= 练习目标 =
接着这段讲矩阵求导的文字的末句往下续写,沿用原有的编号和行文方式。

相当于每个元素求导数后转置一下,注意M×N矩阵求导后变成N×M了

Y = [y(ij)] --> dY/dx = [dy(ji)/dx]

2. 标量y对列向量X求导:

注意与上面不同,这次括号内是求偏导,不转置,对N×1向量求导后还是N×1向量

y = f(x1,x2,..,xn) --> dy/dX = (Dy/Dx1,Dy/Dx2,..,Dy/Dxn)‘

3. 行向量Y‘对列向量X求导:

注意1×M向量对N×1向量求导后是N×M矩阵。

将Y的每一列对X求偏导,将各列构成一个矩阵。

重要结论:

dX‘/dX = I

d(AX)‘/dX = A‘

4. 列向量Y对行向量X’求导:

转化为行向量Y’对列向量X的导数,然后转置。

注意M×1向量对1×N向量求导结果为M×N矩阵。

= 数据行 =

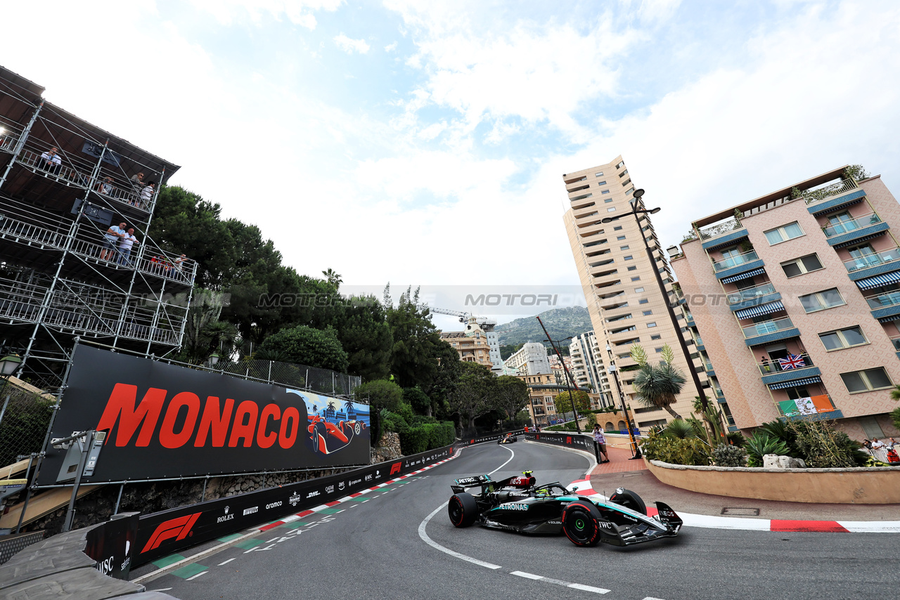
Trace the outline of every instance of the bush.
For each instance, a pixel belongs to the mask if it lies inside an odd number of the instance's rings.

= 参考答案 =
dY/dX‘ = (dY‘/dX)‘

5. 向量积对列向量X求导运算法则:

注意与标量求导有点不同。

d(UV‘)/dX = (dU/dX)V‘ + U(dV‘/dX)

d(U‘V)/dX = (dU‘/dX)V + (dV‘/dX)U

重要结论:

d(X‘A)/dX = (dX‘/dX)A + (dA/dX)X‘ = IA + 0X‘ = A

d(AX)/dX‘ = (d(X‘A‘)/dX)‘ = (A‘)‘ = A

d(X‘AX)/dX = (dX‘/dX)AX + (d(AX)‘/dX)X = AX + A‘X

6. 矩阵Y对列向量X求导:

将Y对X的每一个分量求偏导,构成一个超向量。

注意该向量的每一个元素都是一个矩阵。

7. 矩阵积对列向量求导法则:

d(uV)/dX = (du/dX)V + u(dV/dX)

d(UV)/dX = (dU/dX)V + U(dV/dX)

重要结论:

d(X‘A)/dX = (dX‘/dX)A + X‘(dA/dX) = IA + X‘0 = A

8. 标量y对矩阵X的导数:

类似标量y对列向量X的导数,

把y对每个X的元素求偏导,不用转置。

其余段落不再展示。